• TASK:
Output every entry exactly as written, skipping any pictures.

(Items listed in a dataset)
========================================

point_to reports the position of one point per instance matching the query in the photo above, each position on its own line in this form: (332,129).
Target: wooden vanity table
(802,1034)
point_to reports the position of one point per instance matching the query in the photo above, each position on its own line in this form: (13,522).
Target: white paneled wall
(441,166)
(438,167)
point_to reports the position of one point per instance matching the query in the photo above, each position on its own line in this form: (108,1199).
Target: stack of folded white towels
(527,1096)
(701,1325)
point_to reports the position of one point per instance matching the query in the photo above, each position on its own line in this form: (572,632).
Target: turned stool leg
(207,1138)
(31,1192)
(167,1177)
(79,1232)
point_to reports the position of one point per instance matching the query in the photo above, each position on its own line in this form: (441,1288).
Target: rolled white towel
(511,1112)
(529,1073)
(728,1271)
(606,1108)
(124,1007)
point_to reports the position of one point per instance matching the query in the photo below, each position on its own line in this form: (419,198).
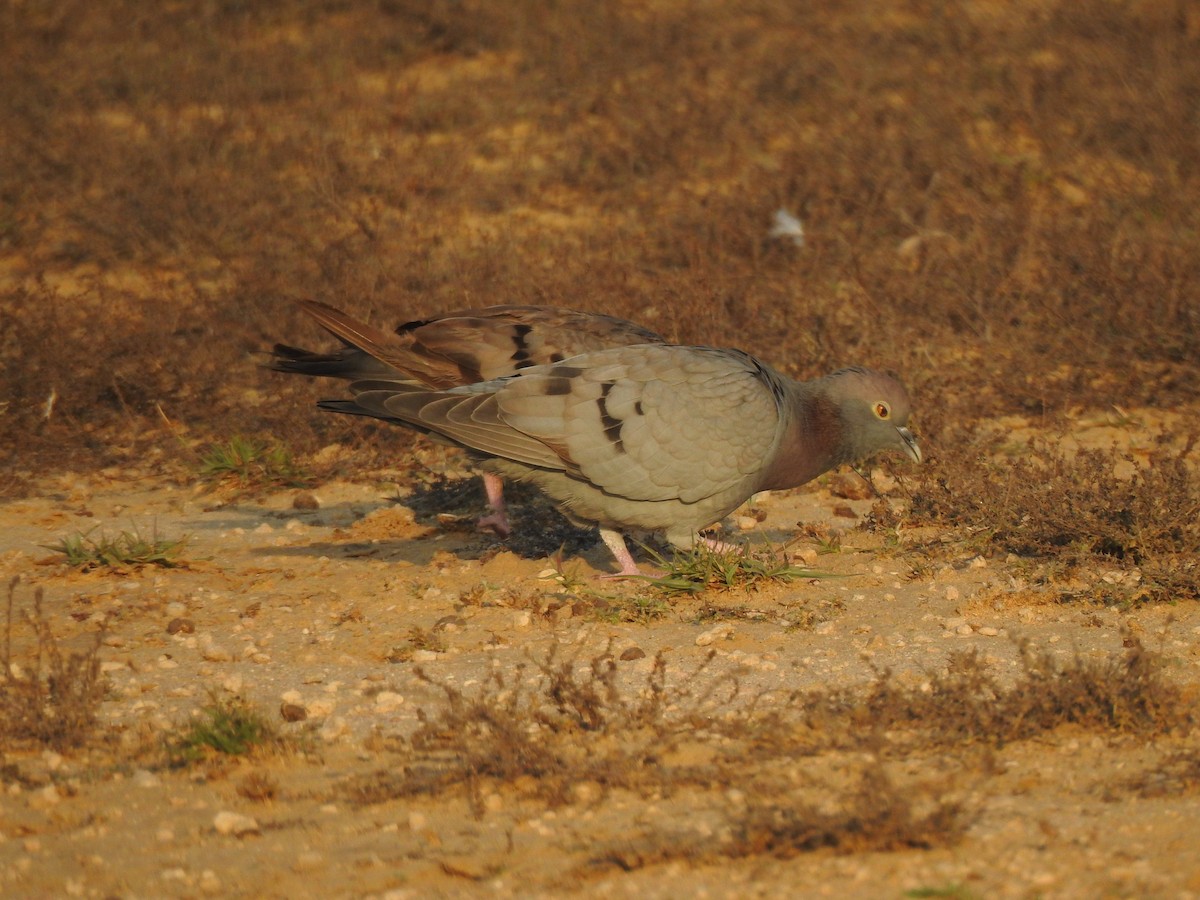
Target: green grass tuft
(706,569)
(231,727)
(252,463)
(126,550)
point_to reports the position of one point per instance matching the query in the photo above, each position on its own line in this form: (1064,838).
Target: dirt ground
(982,684)
(303,607)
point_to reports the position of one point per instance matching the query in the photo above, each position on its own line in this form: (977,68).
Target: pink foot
(497,521)
(616,545)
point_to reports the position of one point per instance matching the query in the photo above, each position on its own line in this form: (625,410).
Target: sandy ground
(316,610)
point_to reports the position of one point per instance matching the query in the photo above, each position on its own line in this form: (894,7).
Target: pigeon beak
(909,443)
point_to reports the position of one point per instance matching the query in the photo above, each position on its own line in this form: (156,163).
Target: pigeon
(645,437)
(459,348)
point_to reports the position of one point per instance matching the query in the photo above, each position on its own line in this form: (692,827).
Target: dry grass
(52,699)
(1039,502)
(1001,207)
(577,733)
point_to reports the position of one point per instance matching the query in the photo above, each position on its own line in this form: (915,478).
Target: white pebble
(388,701)
(334,729)
(235,823)
(721,631)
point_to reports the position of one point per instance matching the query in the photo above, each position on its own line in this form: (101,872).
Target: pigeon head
(875,412)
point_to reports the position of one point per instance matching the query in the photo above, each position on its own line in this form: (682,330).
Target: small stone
(807,555)
(305,501)
(850,487)
(234,823)
(721,631)
(389,701)
(209,882)
(213,653)
(309,862)
(322,707)
(334,729)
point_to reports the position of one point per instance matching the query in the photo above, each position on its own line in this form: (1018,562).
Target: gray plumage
(648,436)
(457,348)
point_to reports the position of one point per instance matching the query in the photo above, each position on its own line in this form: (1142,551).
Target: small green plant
(252,463)
(227,726)
(703,568)
(54,701)
(126,550)
(637,607)
(948,892)
(418,640)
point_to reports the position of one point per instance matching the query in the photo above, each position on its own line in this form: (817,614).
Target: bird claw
(496,523)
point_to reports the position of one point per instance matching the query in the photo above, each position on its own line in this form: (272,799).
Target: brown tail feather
(381,345)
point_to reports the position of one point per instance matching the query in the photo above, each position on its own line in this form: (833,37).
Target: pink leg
(616,545)
(718,546)
(497,521)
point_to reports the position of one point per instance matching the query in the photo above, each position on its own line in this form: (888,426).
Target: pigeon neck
(813,441)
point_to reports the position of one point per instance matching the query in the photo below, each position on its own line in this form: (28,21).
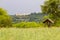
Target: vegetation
(52,9)
(28,25)
(30,34)
(5,20)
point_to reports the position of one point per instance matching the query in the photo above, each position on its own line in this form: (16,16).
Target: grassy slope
(30,34)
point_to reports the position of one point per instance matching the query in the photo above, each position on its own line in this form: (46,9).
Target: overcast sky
(21,6)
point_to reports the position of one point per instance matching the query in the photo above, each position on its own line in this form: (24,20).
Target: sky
(21,6)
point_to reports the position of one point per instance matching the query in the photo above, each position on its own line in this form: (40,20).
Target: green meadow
(30,34)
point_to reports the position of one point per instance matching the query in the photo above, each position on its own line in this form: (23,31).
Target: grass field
(30,34)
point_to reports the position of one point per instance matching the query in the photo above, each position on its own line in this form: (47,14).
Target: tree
(5,19)
(52,9)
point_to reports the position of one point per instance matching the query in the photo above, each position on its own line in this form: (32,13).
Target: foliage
(5,19)
(30,34)
(28,25)
(52,9)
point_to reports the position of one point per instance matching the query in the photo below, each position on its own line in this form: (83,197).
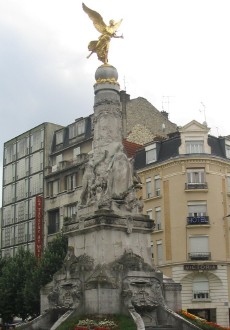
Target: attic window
(76,129)
(59,137)
(194,147)
(151,155)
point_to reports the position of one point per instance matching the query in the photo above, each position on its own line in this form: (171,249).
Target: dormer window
(76,129)
(151,155)
(194,146)
(59,137)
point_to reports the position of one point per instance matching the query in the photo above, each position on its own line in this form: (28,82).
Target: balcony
(195,186)
(199,255)
(198,220)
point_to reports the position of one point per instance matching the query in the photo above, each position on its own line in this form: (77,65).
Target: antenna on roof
(204,108)
(165,100)
(124,83)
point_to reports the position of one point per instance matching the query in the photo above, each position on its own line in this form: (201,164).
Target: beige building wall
(175,233)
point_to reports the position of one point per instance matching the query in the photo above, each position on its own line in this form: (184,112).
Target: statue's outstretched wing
(116,25)
(96,18)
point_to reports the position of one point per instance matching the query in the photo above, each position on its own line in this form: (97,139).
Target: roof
(131,148)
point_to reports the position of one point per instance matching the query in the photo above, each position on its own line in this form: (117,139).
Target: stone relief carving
(110,182)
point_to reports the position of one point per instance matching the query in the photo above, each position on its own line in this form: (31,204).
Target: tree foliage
(22,276)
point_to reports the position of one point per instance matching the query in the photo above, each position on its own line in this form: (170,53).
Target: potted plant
(106,325)
(85,325)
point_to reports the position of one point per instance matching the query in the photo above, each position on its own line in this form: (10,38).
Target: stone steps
(161,327)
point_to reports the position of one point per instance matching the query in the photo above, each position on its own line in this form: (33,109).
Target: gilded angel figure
(101,46)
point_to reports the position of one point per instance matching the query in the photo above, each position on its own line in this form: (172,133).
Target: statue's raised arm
(101,46)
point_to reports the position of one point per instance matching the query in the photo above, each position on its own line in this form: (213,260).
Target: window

========================================

• RESULT OF THE EXERCISE:
point_to reports the position of one point per instance matching the query in the photo above, each position on its own line in this form: (332,129).
Target: wooden vanity table
(802,1034)
point_to reports the position of one point per instance matching the query in the photo above, each position on its own line in this form: (13,522).
Target: white paneled wall
(441,166)
(438,167)
point_to reports the position of one point per instance matching the query in the photo above, each position on its own line in this form: (108,1199).
Target: stack of folded white towels
(527,1096)
(701,1325)
point_to reports the position of one point per instance matching the query in the photo above, each position on its own line in this form: (572,632).
Target: turned stool leg
(207,1138)
(31,1192)
(167,1177)
(79,1232)
point_to reports the position of one point per instance matching the query in the photo above, each position on its own line in this form: (441,1288).
Target: rolled white towel
(511,1112)
(529,1073)
(728,1271)
(606,1108)
(124,1007)
point_to reports the position of one point per instance matching the query in the photo below, each position on its own line in this form: (419,198).
Target: green grass tuft
(706,569)
(231,727)
(252,463)
(126,550)
point_to reports the position of one point per instance matching the query in the photo above, each position on its own line in this form: (1064,838).
Target: dirt ground
(982,684)
(303,607)
point_to reports the position of one point per instance matching the query in the photo above, each position on its own line in this form: (977,68).
Target: pink foot
(497,521)
(616,545)
point_to reports the position of one point per instance matching the query in the photo above, each position on its own line in this form: (625,410).
Target: sandy ground
(316,610)
point_to reports the position of one point per instance matching the query in the photo above, each position on its own line in this form: (894,7).
Target: pigeon beak
(909,443)
point_to reports the position of one point per instance matching the query in the photo above, each position on its own line in this form: (156,163).
Target: pigeon
(645,437)
(459,348)
point_to reports the position of one point per instance matching the query in the photo above, each position on its own line in this form: (692,827).
Target: dry grass
(52,699)
(1039,502)
(1001,207)
(577,733)
point_to reports the position of one point per instance matching the query in the photo above, each position on its own line in this form: (915,478).
Target: white pebble
(388,701)
(334,729)
(235,823)
(721,631)
point_to reports the position of one point per instance matching the query in the photo above, each position on its own line in this form: (101,872).
Target: pigeon head
(875,412)
point_to reports the position of one point per instance matching the query in the photo above, each position on its own line in this form: (682,330).
Target: small stone
(807,555)
(305,501)
(850,487)
(234,823)
(721,631)
(389,701)
(209,882)
(213,653)
(309,862)
(322,707)
(334,729)
point_to reports the position of one point per instance matching the query in the photo above, each position on its own line in this form: (1018,562).
Target: gray plumage
(648,436)
(457,348)
point_to reports the position of one point per instance matching the query in the photo above, each position on its own line in this form: (1142,551).
Target: small green plant
(252,463)
(227,726)
(703,568)
(54,701)
(126,550)
(637,607)
(948,892)
(418,640)
point_to reports the position of one point per instance matching the query in the photo above, each position on its own line in this form: (817,614).
Target: bird claw
(496,523)
point_to reports the position of one point per instance matching the query in the photo above, each position on its own line in this form: (272,799).
Target: brown tail feather
(381,345)
point_to reports the position of one point per instance matching the query in the photo above, each position on its own line in this form: (833,37).
Target: pink leg
(616,545)
(718,546)
(497,521)
point_to reports the position of one point per instance matching the query in the photo above, each position on its own line in this form: (888,426).
Target: pigeon neck
(813,441)
point_to reports the position of one point per instance matching the query in the photo below, each position on its own line in this form: (28,21).
Target: vegetation
(52,9)
(28,25)
(30,34)
(5,20)
point_to reports the position of one point per instance matching the query in the photo above, each position on its own line in this form: (16,16).
Target: grassy slope
(30,34)
point_to reports the position of one point per instance matching the query in the photo above, each position on its own line in this form: (46,9).
Target: overcast sky
(21,6)
point_to reports the position of one point per instance matching the query in the photo above, each position on its own line in this form: (24,20).
Target: sky
(21,6)
point_to reports the position of one point per instance matching the query in the photo above, each position on its own line in this form: (40,20).
Target: green meadow
(30,34)
point_to reports the position of one point per instance matching the query in the photo above, each position on its own line in this form: (23,31).
Target: grass field
(30,34)
point_to reports the position of one point per instance matching the query in the photo above, each position on its own line in this form: (47,14).
Target: tree
(5,19)
(52,9)
point_to reports the position of one point per instance matching the query in the photo above, each position on its own line in this form: (32,13).
Target: foliage
(5,19)
(30,34)
(28,25)
(52,9)
point_to reports the position of one point per instance matching the query in the photo below, each position on its own line in this form: (83,197).
Target: attic window
(76,129)
(59,137)
(194,147)
(151,155)
point_to reports the position of one point per instance matching the query in the photo above, each position on its own line in this form: (171,249).
Target: dormer window
(76,129)
(151,155)
(194,146)
(59,137)
point_to reports the position of one point per instance matching the query in the photo above, each position on its own line in this form: (28,82).
Target: balcony
(195,186)
(199,255)
(198,220)
point_to reports the position of one point per instance matching the query in the photo above, each position on its own line in this form: (77,65).
Target: antenna on roof
(204,108)
(165,100)
(124,83)
point_to reports the position of one point per instance matching the query in the photo above, each position on its own line in this form: (201,164).
Target: beige building wall
(175,233)
point_to reports the position of one point per instance matching the query in the photo above, each position on its own line in this form: (184,112).
Target: statue's outstretched wing
(116,25)
(96,18)
point_to reports the position of one point per instance matching the query in the photo above, each position on its own line in this form: (97,139).
Target: roof
(131,148)
point_to reports the position of one point per instance matching the query in the photo above, each position on its own line in this form: (117,139).
Target: stone relief carving
(110,182)
point_to reports the position of one point per instance matching the query in the photo above, each position on its own line in this form: (31,204).
Target: tree foliage
(22,276)
point_to reports the position of one point per instance matching the query in the photo above, each position on its own line in this form: (170,53).
Target: potted plant
(106,325)
(85,325)
point_to reports the position of one point per instance matching the query in the photo above, each position on its own line in this form: (10,38).
Target: stone steps
(161,327)
point_to reports the position of one point per instance matching the query in the photo above, each position on its own line in this form: (33,109).
Target: gilded angel figure
(101,46)
point_to reports the position of one point per instance matching the query in the photo above, each position on its own line in this form: (172,133).
Target: statue's raised arm
(101,46)
point_to reports the position of one point per instance matching the query in the photo above, each position on its own line in this form: (213,260).
Target: window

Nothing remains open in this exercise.